The Ecuadorean government said in the news release that it had relied on U.S. “intelligence and support” to target the farm, which it said was a camp used to train “about 50 drug traffickers.”

Ecuadorean officials also said it was a “resting place” used by the leader of Comandos de la Frontera, a Colombian armed group that moves cocaine along the Ecuador-Colombia border, according to the authorities.

The Ecuadorean military referred questions to President Daniel Noboa, who did not respond to a detailed list of questions…

The dairy farm’s owner, Miguel, said he bought the 350-acre farm about six years ago for $9,000, growing it to more than 50 cows used for milk and meat.

Miguel, a 32-year-old carpenter and father of two, asked to be identified by only his first name for fear of retaliation by the government. He showed The Times the land’s property title that listed him as its owner, as well as photos of the farm before it was demolished.

As Miguel stood in the rubble, he denied that his farm was used as a training camp, and said he was baffled by the military’s decision to bomb the property.

CEPR’s Jake Jonson adds more detail (for some reason twitter won’t let me embed the tweet):

More on that joint US-Ecuador military bombing, from @USATODAY

There is video of the Ecuadorian military taking away villagers, heads covered with black bags, days ahead of the bombing . The troops fire apparent warning shots at others watching.

Days later, after being tortured, they were dropped on the side of the road hours away from their homes and told they’d be killed if they said anything. US response: our operations are meticulously planned and “any insinuation otherwise is false.” This is going to get worse and worse…

This was all too predictable. We ourselves flagged the risks of the US’ militarisation of Ecuador back in May 2024, six months before Trump re-entered the White House, when the then-commander of US Southern Command, General Laura Richardson, was describing the disastrous “Plan Colombia” as a model for the entire region:

All of Ecuador is now one giant US military base. And its president is arguably more American than Ecuadorian. At least three years of careful planning and deliberation has finally borne fruit: the US has a new ops centre in Latin America — and what’s more, in one of the few countries on the planet to have the temerity to vote in a referendum to close down all US military bases on its territory and force all US soldiers to withdraw. That was in 2009. Now, US soldiers and military bases are back with a vengeance. 

To give a little flavour of the new situation in Ecuador, here are a few excerpts of the “Statute for the Permanence of US Troops in Ecuador” signed by the Noboa government in January (machine translated):

Article 2

United States personnel will be granted privileges, exemptions and immunity equivalent to those granted to the administrative and technical personnel of diplomatic missions under the Vienna Convention on Diplomatic Relations of April 18, 1961. United States personnel will be able to enter and leave the territory of the Republic of Ecuador with US identification and with orders for collective movement or individual travel… United States personnel will be authorised to wear a uniform while fulfilling official duties and to carry weapons while on duty, if authorised by their orders…

Article 4

Personnel of the United States Department of Defense such as those of the United States will not be responsible for paying any tax or similar charge imposed within the territory of Ecuador, and such personnel may import into Ecuador, export from it and use in its territory any personal property, equipment, supplies, equipment, technology, training or services in connection with activities under this Agreement. Said import, export and use will be exempt from any inspection, license, other restrictions, customs fees, taxes or any other charge applied within the territory of Ecuador.

• **DATASET CONTENT**

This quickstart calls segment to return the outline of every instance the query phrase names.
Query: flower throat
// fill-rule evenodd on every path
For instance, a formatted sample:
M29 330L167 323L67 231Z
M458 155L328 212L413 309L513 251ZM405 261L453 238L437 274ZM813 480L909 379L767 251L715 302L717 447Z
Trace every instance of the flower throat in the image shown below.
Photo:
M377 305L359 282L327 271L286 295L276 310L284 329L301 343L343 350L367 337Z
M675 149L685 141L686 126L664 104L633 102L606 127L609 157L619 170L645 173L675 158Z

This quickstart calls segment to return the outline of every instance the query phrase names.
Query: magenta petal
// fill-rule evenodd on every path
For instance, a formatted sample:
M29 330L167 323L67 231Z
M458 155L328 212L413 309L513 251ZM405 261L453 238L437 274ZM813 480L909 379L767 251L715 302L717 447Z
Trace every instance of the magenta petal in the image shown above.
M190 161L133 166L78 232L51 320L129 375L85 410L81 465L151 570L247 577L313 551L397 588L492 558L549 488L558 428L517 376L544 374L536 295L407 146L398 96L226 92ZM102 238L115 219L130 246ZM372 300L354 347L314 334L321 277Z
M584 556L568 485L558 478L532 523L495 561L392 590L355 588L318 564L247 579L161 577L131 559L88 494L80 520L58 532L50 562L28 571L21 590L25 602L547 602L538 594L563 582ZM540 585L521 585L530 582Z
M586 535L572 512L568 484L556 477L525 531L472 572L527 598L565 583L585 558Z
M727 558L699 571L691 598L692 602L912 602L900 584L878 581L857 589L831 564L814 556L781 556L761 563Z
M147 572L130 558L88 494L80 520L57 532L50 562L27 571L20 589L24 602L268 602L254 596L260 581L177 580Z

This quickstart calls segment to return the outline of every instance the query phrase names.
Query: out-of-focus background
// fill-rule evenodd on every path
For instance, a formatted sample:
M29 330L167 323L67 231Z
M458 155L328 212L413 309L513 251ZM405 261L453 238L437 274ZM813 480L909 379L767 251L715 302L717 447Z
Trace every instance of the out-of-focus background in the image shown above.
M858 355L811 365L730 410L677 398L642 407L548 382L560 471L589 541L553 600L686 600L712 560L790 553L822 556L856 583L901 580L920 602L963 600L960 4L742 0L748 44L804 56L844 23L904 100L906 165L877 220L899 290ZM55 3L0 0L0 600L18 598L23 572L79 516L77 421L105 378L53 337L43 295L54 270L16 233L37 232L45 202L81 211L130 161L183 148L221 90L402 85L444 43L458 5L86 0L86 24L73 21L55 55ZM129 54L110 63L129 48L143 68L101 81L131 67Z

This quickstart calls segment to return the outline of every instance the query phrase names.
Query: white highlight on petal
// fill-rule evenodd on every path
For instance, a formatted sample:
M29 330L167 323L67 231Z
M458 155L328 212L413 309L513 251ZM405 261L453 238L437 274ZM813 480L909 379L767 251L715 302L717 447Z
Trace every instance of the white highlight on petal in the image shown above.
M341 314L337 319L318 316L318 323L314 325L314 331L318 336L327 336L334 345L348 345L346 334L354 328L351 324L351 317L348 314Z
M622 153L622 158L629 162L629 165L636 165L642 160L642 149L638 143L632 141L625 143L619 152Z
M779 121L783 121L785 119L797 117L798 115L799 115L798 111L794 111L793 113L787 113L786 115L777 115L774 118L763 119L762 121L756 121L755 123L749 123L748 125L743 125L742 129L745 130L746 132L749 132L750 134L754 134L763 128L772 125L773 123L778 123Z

• **GOAL OF THE EXERCISE**
Answer these questions from the article on the Ecuador farm bombing:
1. How much did Miguel pay for the 350-acre farm?
2. In what year did Ecuador vote in a referendum to close all US military bases on its territory?
3. Under what convention does Article 2 of the statute grant privileges, exemptions and immunity to United States personnel?

• **EXERCISE SOLUTION**
1. About $9,000.
2. 2009.
3. The Vienna Convention on Diplomatic Relations of April 18, 1961.